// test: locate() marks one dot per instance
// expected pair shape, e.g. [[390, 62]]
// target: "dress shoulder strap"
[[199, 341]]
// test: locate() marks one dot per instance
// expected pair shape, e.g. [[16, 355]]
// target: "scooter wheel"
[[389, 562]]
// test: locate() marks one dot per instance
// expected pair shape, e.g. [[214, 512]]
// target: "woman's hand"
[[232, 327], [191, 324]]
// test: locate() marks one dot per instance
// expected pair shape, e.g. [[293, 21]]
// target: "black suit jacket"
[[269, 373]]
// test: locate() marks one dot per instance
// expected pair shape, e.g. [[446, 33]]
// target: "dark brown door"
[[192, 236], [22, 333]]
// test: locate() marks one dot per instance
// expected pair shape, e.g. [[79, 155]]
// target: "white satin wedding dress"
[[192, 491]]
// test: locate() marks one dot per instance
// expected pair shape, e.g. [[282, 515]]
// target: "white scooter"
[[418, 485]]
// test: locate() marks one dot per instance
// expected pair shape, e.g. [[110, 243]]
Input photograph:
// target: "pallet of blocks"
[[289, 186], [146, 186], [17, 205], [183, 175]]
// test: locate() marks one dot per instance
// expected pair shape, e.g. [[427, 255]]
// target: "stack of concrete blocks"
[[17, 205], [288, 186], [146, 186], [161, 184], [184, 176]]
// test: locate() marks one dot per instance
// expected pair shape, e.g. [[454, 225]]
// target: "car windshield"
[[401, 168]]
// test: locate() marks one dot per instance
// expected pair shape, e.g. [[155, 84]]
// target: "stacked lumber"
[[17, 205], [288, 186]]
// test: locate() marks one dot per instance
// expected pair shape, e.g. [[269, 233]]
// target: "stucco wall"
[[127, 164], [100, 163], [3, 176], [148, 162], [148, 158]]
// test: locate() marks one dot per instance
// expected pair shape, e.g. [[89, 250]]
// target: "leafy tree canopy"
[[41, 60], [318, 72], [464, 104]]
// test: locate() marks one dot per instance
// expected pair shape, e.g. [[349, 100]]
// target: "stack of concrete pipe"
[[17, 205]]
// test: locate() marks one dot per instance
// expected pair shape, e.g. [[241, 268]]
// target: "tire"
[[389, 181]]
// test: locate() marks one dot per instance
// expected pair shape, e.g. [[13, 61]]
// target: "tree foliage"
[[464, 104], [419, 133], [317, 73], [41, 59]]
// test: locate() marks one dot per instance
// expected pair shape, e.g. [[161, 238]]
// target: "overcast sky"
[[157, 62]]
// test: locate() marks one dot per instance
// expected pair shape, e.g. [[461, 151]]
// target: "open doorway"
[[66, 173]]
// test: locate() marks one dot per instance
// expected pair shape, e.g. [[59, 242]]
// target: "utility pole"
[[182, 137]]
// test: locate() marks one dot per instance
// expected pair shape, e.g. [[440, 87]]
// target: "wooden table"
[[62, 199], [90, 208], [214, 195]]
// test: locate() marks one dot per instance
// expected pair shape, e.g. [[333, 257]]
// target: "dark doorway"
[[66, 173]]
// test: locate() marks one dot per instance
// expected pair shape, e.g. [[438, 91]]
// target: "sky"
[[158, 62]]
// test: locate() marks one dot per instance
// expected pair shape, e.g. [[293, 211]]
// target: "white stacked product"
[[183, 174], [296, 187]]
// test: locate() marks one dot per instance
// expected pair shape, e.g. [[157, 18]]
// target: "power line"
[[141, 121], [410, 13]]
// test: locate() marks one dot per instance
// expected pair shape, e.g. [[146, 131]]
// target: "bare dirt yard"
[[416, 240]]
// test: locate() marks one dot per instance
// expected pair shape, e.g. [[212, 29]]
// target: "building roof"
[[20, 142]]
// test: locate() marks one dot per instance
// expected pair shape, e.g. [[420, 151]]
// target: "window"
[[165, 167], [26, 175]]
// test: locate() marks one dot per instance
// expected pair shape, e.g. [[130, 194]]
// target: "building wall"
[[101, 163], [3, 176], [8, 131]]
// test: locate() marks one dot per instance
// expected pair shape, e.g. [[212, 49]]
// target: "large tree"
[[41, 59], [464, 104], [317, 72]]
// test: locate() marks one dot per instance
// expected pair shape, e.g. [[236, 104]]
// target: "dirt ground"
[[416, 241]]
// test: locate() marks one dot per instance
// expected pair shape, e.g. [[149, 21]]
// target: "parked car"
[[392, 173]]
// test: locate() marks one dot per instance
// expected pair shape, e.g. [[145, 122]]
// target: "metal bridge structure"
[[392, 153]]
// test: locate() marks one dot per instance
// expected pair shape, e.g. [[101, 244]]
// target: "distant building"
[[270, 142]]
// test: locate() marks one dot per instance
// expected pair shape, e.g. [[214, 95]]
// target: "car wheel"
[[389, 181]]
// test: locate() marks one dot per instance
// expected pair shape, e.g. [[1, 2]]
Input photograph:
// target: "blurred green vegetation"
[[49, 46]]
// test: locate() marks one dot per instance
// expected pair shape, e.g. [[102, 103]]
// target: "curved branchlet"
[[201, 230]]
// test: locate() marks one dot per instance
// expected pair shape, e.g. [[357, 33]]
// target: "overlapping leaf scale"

Short exercise:
Your task is to repeat each line of the material exactly.

Result of this exercise:
// test: locate() marks one dot per instance
// expected pair shape, e.g. [[390, 62]]
// target: "dress shoulder strap"
[[199, 341]]
// test: locate() marks one dot per instance
// expected pair shape, e.g. [[16, 355]]
// target: "scooter wheel"
[[389, 562]]
// test: locate() marks one dot per instance
// expected pair shape, e.g. [[214, 512]]
// target: "woman's hand"
[[232, 327], [191, 324]]
// test: locate() marks one dot per instance
// expected pair shape, e.g. [[293, 21]]
// target: "black suit jacket"
[[269, 373]]
// test: locate() marks one dot per instance
// expected pair shape, e.g. [[446, 33]]
// target: "dark brown door"
[[192, 236], [22, 333]]
// test: locate() marks one dot per instance
// expected pair shape, e.g. [[79, 155]]
// target: "white satin wedding dress"
[[192, 491]]
// test: locate() marks one dot per instance
// expected pair shape, e.g. [[282, 515]]
// target: "white scooter"
[[418, 485]]
// test: locate() marks one dot per instance
// expected pair shape, e.g. [[110, 243]]
Input photograph:
// target: "pallet of blocks"
[[289, 186], [146, 186], [17, 205], [183, 175]]
// test: locate() marks one dot per instance
// expected pair shape, e.g. [[427, 255]]
// target: "stack of concrete blocks"
[[17, 205], [288, 186], [146, 186], [161, 184], [184, 176]]
// test: locate() marks one dot per instance
// expected pair shape, e.g. [[454, 225]]
// target: "car windshield"
[[401, 168]]
// test: locate() marks one dot per instance
// expected pair shape, e.g. [[155, 84]]
// target: "stacked lumber"
[[17, 205], [288, 186]]
// test: locate() marks one dot per instance
// expected pair shape, e.g. [[269, 233]]
// target: "stucco wall"
[[127, 164], [100, 163], [3, 176], [148, 162], [148, 158]]
// test: locate() marks one dot per instance
// expected pair shape, e.g. [[89, 250]]
// target: "leafy tree canopy"
[[41, 60], [318, 72], [464, 104]]
// test: locate() marks one dot per instance
// expected pair shape, e.g. [[349, 100]]
// target: "stack of concrete pipe"
[[17, 205]]
// test: locate() marks one dot per instance
// expected pair shape, e.g. [[241, 268]]
// target: "tire"
[[389, 181]]
// test: locate() marks one dot per instance
// expected pair shape, e.g. [[13, 61]]
// target: "tree foliage"
[[464, 104], [419, 133], [317, 73], [41, 59]]
// test: locate() marks one dot per instance
// expected pair shape, e.g. [[161, 238]]
// target: "overcast sky"
[[157, 62]]
// test: locate() marks one dot per instance
// expected pair shape, e.g. [[461, 151]]
// target: "open doorway"
[[66, 173]]
// test: locate() marks one dot per instance
// expected pair shape, e.g. [[59, 242]]
// target: "utility pole"
[[182, 137]]
// test: locate() marks one dot per instance
// expected pair shape, e.g. [[440, 87]]
// target: "wooden table"
[[62, 199], [90, 208], [214, 195]]
// test: locate() marks one dot per instance
// expected pair shape, e.g. [[333, 257]]
// target: "dark doorway"
[[66, 173]]
// test: locate() marks one dot per instance
// expected pair shape, e.g. [[438, 91]]
// target: "sky"
[[158, 62]]
// test: locate() marks one dot per instance
// expected pair shape, e.g. [[293, 211]]
// target: "white stacked product"
[[183, 174], [296, 187]]
// test: locate() marks one dot per instance
// expected pair shape, e.g. [[157, 18]]
// target: "power line"
[[141, 121], [410, 13]]
// test: locate() marks one dot per instance
// expected pair shape, e.g. [[146, 131]]
// target: "bare dirt yard"
[[416, 240]]
// test: locate() marks one dot per instance
// expected pair shape, e.g. [[212, 29]]
// target: "building roof"
[[20, 142]]
// test: locate() marks one dot per instance
// expected pair shape, e.g. [[420, 151]]
// target: "window"
[[165, 167], [26, 175]]
// test: locate() marks one dot per instance
// expected pair shape, e.g. [[130, 194]]
// target: "building wall"
[[101, 163], [3, 176], [8, 131]]
// test: locate() marks one dot per instance
// expected pair shape, e.g. [[212, 49]]
// target: "large tree"
[[41, 59], [464, 104], [317, 72]]
// test: locate() marks one dot per instance
// expected pair shape, e.g. [[236, 104]]
// target: "dirt ground"
[[416, 241]]
// test: locate() marks one dot per instance
// expected pair shape, e.g. [[149, 21]]
// target: "parked car"
[[392, 173]]
// test: locate() marks one dot per instance
// expected pair shape, e.g. [[145, 122]]
// target: "metal bridge structure"
[[392, 153]]
// test: locate() marks one dot per instance
// expected pair shape, e.g. [[101, 244]]
// target: "distant building"
[[270, 142]]
// test: locate() marks one dot per instance
// expected pair shape, e.g. [[214, 95]]
// target: "car wheel"
[[389, 181]]
// test: locate() marks one dot per instance
// expected pair shape, e.g. [[1, 2]]
Input photograph:
// target: "blurred green vegetation"
[[49, 46]]
// test: locate() marks one dot per instance
// expected pair shape, e.g. [[102, 103]]
// target: "curved branchlet"
[[201, 230]]
// test: locate() marks one dot per instance
// expected pair shape, e.g. [[357, 33]]
// target: "overlapping leaf scale"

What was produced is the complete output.